[STATED PROBLEM]: What follows is a listing; give it again exactly, in its entirety.

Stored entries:
□ □ □ □ □ □ □

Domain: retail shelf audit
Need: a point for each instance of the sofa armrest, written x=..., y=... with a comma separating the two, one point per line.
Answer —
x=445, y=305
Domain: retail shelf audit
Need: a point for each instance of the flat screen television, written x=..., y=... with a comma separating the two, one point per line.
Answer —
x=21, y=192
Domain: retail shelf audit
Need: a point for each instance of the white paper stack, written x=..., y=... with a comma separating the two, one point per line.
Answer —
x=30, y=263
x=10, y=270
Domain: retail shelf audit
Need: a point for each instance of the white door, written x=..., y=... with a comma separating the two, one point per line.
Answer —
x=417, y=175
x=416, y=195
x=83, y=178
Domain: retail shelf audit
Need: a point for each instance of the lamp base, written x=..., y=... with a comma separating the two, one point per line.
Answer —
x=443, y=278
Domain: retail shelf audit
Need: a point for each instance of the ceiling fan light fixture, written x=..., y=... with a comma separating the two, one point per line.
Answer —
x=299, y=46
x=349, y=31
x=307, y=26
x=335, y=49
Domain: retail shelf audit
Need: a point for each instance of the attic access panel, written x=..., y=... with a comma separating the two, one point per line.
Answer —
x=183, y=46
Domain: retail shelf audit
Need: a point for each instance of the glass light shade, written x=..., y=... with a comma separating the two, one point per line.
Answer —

□ □ □ □ □ □ □

[THE RESULT]:
Domain: retail shelf audit
Need: a point for each instance of the sofa armrest, written x=..., y=... with a comma separating the two, one point per line.
Answer —
x=445, y=305
Domain: retail shelf audit
Need: a point for each instance of the flat screen television, written x=..., y=... with a comma separating the two, one point per line.
Answer —
x=21, y=192
Domain: retail shelf audit
Need: a point for each instance of the white paper stack, written x=..., y=... with a comma separating the two, one point per line.
Answer —
x=30, y=263
x=10, y=270
Domain: retail shelf audit
Need: a point for each instance of the white door, written x=..., y=... with a comma separating the two, one point per line.
Answer —
x=417, y=175
x=416, y=195
x=83, y=178
Domain: retail shelf audit
Need: a point for each instance of the lamp base, written x=..., y=... with a comma separating the two, one point per line.
Answer —
x=443, y=278
Domain: retail shelf audit
Need: a point for each instance of the ceiling fan light fixture, written x=..., y=... with a comma separating the two, one point per line.
Answer —
x=299, y=46
x=349, y=31
x=307, y=26
x=335, y=49
Domain: retail shelf audit
Need: a point for each instance of the attic access panel, written x=..., y=... with a comma separating the two, one point per line.
Answer —
x=183, y=46
Domain: retail shelf audit
Need: a point for each instance of the glass light shade, written x=..., y=... with a comma separating the two, one point per line.
Answer —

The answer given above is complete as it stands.